3. POLÍTICAS PÚBLICAS PARA MULHERES

Políticas Públicas são ações e programas desenvolvidos pelo governo, visando garantir certos direitos à população e colocá-los em prática de maneira efetiva. Em suma são ações práticas do Estado para garantir o melhor interesse público e a solução de problemas sociais que afetam toda uma coletividade. Esses problemas podem resultar do surgimento de novos fatores, fatores reprimidos ou recorrentes, que expressam problemas não resolvidos ou mal resolvidos.

O Planejamento, a criação e execução das ações de Políticas Públicas são realizados pelos três poderes, cada qual com sua Função. Assim o Poder Executivo é responsável pelo planejamento e aplicação da medida, o Legislativo deve criar as leis, já o Judiciário deve fazer o controle da Lei e confirmar se ela é adequada para o cumprir o objetivo.

• [Seção de dados]
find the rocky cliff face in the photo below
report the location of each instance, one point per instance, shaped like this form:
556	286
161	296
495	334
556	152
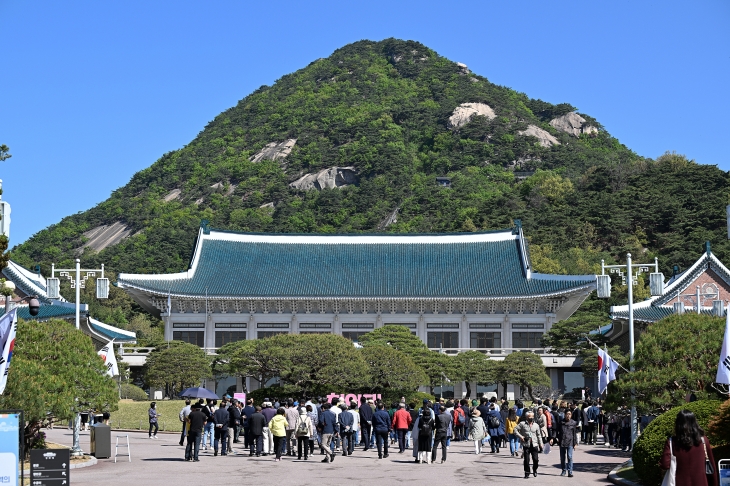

• [Lista de tarefas]
a. Traduza para o inglês esta frase do texto sobre políticas públicas: "Em suma são ações práticas do Estado para garantir o melhor interesse público e a solução de problemas sociais que afetam toda uma coletividade."
b. Com base no texto sobre políticas públicas, indique se cada afirmação a seguir está de acordo com ele. Responda sim ou não e cite literalmente as palavras do texto que decidem cada caso. (i) O Poder Legislativo é responsável pelo planejamento e aplicação da medida. (ii) Políticas públicas são ações e programas desenvolvidos pelo governo. (iii) Cabe ao Judiciário fazer o controle da lei.

• [Soluções das tarefas]
a. In short, they are practical actions by the State to ensure the best public interest and the solution of social problems that affect an entire community.

b.
(i) Não: "o Poder Executivo é responsável pelo planejamento e aplicação da medida"
(ii) Sim: "Políticas Públicas são ações e programas desenvolvidos pelo governo"
(iii) Sim: "o Judiciário deve fazer o controle da Lei"